Dataset rows on where objects appear:
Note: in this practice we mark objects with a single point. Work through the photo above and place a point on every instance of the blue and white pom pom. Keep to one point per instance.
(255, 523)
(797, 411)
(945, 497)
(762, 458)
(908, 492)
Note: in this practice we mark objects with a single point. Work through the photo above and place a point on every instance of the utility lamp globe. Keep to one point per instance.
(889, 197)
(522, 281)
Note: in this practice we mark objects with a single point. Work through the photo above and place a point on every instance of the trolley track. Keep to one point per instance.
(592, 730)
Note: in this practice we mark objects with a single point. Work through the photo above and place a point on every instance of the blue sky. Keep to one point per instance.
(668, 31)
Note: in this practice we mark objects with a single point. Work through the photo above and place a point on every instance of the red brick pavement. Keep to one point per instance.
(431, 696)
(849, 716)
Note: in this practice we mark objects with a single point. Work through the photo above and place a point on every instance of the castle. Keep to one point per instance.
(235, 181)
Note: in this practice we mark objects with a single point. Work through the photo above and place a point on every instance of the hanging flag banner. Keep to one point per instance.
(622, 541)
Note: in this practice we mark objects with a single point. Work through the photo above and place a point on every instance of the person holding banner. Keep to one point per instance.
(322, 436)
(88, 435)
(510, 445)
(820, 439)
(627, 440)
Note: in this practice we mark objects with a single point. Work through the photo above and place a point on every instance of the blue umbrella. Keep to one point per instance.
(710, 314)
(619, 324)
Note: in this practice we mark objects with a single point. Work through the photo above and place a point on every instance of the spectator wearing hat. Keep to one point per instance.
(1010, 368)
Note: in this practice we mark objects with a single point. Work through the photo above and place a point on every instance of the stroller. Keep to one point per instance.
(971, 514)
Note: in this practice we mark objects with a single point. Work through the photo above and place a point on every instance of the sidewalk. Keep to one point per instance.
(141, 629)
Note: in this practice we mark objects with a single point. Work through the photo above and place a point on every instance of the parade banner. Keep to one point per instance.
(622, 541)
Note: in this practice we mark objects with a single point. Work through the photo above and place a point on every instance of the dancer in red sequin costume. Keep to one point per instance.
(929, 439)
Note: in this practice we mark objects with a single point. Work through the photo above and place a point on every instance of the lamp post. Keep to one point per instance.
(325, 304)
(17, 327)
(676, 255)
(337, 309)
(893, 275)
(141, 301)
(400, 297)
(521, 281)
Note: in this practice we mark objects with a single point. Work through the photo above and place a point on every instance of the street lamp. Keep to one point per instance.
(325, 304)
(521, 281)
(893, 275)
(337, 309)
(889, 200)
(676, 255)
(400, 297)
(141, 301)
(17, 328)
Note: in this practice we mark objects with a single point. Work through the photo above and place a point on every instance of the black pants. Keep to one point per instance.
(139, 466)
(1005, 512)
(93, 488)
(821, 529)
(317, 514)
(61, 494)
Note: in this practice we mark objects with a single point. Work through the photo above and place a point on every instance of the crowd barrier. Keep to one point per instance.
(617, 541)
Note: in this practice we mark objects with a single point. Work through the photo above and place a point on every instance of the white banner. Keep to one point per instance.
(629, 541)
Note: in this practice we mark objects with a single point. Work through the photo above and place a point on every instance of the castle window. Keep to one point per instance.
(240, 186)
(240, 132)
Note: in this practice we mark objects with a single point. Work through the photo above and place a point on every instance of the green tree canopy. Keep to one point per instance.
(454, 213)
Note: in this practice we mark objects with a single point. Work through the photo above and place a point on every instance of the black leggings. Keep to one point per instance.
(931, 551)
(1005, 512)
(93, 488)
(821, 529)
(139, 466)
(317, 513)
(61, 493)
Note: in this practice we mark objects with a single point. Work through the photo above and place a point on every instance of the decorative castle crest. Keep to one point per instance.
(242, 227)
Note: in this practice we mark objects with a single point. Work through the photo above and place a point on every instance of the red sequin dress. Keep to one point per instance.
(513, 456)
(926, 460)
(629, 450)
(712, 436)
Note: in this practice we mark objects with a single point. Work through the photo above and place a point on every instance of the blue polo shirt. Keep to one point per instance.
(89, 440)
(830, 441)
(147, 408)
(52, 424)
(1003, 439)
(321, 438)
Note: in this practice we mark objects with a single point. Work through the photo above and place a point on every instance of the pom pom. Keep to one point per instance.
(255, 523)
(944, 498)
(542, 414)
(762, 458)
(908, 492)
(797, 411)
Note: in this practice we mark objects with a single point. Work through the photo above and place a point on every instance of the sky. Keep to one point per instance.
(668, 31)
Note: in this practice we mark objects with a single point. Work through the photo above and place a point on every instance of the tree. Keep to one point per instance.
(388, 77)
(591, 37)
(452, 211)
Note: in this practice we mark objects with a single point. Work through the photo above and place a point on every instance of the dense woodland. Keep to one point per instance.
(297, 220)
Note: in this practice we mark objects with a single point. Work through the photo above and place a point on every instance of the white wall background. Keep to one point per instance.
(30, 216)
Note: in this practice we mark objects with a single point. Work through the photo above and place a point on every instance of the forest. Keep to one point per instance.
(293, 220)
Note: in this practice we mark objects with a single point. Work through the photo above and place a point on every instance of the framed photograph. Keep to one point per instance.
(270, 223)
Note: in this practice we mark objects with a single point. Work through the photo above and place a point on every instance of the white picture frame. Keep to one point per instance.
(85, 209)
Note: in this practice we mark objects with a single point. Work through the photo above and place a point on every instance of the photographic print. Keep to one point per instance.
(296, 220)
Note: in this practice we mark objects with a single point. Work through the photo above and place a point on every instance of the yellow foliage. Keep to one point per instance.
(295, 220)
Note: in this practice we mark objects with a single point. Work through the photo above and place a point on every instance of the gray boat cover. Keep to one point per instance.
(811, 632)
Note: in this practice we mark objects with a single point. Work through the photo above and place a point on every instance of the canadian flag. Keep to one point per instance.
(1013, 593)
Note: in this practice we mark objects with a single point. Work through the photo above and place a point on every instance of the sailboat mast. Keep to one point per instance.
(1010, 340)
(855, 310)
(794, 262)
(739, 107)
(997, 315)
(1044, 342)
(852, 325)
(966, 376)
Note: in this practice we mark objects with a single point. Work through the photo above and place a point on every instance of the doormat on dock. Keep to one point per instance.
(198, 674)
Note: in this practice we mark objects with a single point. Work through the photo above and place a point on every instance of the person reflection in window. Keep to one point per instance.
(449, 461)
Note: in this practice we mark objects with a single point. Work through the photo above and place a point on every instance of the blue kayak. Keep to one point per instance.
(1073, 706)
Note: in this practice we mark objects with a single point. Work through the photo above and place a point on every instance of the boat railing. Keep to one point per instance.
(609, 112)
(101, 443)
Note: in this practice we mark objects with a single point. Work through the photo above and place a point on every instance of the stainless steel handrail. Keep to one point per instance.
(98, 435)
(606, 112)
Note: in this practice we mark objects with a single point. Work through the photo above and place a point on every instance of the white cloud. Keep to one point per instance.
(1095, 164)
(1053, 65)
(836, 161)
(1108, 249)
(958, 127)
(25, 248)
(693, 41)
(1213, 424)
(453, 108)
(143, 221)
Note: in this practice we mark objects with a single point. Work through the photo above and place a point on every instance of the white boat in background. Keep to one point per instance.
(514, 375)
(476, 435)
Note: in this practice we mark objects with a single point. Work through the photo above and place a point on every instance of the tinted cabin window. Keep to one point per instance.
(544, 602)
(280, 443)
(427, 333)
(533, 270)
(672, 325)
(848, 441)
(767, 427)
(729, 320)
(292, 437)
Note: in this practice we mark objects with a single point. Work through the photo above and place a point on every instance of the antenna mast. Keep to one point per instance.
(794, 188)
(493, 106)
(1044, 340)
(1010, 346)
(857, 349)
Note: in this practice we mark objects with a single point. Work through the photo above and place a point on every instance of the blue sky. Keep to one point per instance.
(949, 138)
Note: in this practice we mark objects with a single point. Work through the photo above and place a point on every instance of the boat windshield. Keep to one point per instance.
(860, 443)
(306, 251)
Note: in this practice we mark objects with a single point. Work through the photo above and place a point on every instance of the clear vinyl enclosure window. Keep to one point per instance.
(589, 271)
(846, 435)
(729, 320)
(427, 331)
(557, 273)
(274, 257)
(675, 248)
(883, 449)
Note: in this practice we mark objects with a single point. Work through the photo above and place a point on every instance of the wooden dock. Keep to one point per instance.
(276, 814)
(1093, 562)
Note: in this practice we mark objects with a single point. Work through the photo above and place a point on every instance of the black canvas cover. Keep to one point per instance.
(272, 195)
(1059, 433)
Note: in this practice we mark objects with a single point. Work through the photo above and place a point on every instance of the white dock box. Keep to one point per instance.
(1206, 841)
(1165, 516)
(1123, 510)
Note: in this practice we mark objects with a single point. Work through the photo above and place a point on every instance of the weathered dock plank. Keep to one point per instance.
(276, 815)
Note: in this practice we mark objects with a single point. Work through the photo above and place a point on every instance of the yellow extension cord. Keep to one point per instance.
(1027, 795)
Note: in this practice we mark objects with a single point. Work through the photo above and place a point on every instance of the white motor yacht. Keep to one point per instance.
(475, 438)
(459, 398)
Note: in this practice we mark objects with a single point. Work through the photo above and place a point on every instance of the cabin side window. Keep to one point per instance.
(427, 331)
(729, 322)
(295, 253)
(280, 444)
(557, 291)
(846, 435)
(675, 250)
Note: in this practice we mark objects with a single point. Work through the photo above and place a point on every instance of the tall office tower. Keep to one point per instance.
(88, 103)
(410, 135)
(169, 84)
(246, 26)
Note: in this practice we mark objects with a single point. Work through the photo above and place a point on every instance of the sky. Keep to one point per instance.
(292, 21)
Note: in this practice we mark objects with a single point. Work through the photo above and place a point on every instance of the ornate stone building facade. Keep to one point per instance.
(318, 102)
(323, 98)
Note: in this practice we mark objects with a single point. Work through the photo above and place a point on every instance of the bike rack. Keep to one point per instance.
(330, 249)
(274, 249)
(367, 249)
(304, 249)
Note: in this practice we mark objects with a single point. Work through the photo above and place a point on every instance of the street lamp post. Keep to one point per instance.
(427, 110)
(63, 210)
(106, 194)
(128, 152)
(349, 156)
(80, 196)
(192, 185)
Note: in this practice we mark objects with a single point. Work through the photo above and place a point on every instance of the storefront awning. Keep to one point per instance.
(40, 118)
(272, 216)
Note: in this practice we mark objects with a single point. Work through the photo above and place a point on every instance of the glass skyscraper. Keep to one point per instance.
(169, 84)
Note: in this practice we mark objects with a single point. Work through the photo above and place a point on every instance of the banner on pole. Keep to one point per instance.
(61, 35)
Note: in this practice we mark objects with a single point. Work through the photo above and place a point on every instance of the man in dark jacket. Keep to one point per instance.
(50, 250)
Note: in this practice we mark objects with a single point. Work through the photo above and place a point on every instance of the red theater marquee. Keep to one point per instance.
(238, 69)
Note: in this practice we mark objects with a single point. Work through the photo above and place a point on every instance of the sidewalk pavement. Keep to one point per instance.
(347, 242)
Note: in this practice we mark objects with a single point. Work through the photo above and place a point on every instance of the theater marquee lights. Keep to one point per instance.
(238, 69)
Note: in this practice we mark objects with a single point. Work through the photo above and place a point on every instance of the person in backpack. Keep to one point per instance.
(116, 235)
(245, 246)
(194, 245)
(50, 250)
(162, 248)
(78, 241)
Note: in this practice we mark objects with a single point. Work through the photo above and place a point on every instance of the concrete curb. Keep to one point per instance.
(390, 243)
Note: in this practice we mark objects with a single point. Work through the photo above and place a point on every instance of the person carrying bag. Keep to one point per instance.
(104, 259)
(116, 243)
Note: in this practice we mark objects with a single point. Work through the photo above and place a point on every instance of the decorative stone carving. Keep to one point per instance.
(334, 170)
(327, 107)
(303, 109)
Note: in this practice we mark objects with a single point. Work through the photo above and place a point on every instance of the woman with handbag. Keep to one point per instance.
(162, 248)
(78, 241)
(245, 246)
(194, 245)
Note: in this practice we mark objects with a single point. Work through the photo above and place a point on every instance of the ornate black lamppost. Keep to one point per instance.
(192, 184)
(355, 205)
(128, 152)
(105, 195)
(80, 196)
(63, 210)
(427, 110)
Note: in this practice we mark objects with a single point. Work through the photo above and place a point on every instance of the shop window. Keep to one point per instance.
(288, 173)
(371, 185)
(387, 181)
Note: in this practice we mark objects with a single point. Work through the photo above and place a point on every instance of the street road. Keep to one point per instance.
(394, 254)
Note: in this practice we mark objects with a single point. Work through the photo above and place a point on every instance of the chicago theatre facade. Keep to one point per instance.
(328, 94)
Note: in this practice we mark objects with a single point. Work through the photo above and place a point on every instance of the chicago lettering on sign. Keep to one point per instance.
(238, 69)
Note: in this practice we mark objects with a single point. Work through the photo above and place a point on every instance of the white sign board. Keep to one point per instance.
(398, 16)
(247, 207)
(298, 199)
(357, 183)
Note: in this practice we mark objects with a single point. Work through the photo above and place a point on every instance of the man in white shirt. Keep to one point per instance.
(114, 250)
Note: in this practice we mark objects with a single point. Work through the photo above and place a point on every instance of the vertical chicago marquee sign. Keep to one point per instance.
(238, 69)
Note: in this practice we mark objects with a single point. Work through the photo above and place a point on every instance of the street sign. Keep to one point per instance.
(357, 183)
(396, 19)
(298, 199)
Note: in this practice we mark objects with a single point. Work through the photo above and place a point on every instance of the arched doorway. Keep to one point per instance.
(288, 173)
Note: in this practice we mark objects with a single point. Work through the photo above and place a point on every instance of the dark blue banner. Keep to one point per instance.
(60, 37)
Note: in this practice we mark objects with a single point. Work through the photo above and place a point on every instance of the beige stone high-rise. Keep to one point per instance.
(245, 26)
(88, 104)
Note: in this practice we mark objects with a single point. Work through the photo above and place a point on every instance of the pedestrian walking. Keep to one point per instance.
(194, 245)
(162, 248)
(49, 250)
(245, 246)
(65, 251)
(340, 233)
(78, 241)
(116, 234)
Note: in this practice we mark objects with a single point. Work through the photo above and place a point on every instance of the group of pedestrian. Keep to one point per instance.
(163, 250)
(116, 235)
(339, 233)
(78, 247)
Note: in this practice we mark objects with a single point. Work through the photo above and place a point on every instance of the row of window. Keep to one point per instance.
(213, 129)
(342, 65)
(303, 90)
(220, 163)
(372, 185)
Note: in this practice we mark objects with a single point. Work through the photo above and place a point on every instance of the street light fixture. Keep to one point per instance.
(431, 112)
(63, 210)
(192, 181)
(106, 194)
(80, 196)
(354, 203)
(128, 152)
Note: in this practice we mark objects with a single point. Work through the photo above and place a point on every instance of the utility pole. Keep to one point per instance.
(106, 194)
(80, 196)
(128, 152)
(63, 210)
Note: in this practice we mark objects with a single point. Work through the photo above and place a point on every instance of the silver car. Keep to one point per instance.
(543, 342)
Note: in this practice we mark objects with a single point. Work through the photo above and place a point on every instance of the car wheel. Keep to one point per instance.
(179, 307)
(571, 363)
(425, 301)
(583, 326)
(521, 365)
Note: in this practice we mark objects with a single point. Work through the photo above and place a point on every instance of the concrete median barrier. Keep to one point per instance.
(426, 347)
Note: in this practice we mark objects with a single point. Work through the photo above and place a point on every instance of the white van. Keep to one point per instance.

AIM:
Swap "practice" for "drill" in the data, starting at the line that has "globe. Keep to one point per instance." and stopping after the line that has "(1010, 368)". Leave everything else in those lines unchanged.

FINAL ANSWER:
Note: in this drill we mark objects with a single point. Work through the photo above and place a point on every instance of the utility lamp globe. Keep to one point per instance.
(889, 197)
(522, 281)
Note: in this drill we mark objects with a single point. Work through the photo above and place a point on every instance of the trolley track. Keep to one point per instance.
(592, 730)
Note: in this drill we mark objects with a single point. Work through the photo above and place a point on every instance of the blue sky. Keep to one point per instance.
(668, 31)
Note: in this drill we mark objects with a single point. Work through the photo above and place a point on every instance of the red brick pavement. Keep to one point per instance.
(431, 696)
(849, 716)
Note: in this drill we mark objects with a single point. Work through the photo above and place a point on every instance of the castle. Keep to one point per instance.
(235, 181)
Note: in this drill we mark objects with a single point. Work through the photo above and place a point on every instance of the hanging flag banner. Keep to one point per instance.
(622, 541)
Note: in this drill we mark objects with a single point. Work through the photo above and place a point on every instance of the person holding banner. Keep to one point per instance.
(322, 436)
(88, 435)
(510, 445)
(820, 439)
(627, 440)
Note: in this drill we mark objects with a single point. Work through the photo above and place a point on every instance of the blue umbrella. Keep to one point per instance.
(710, 314)
(619, 324)
Note: in this drill we mark objects with a single point. Work through the photo above and place a point on every instance of the spectator wearing hat. Keep to one point per instance.
(1010, 368)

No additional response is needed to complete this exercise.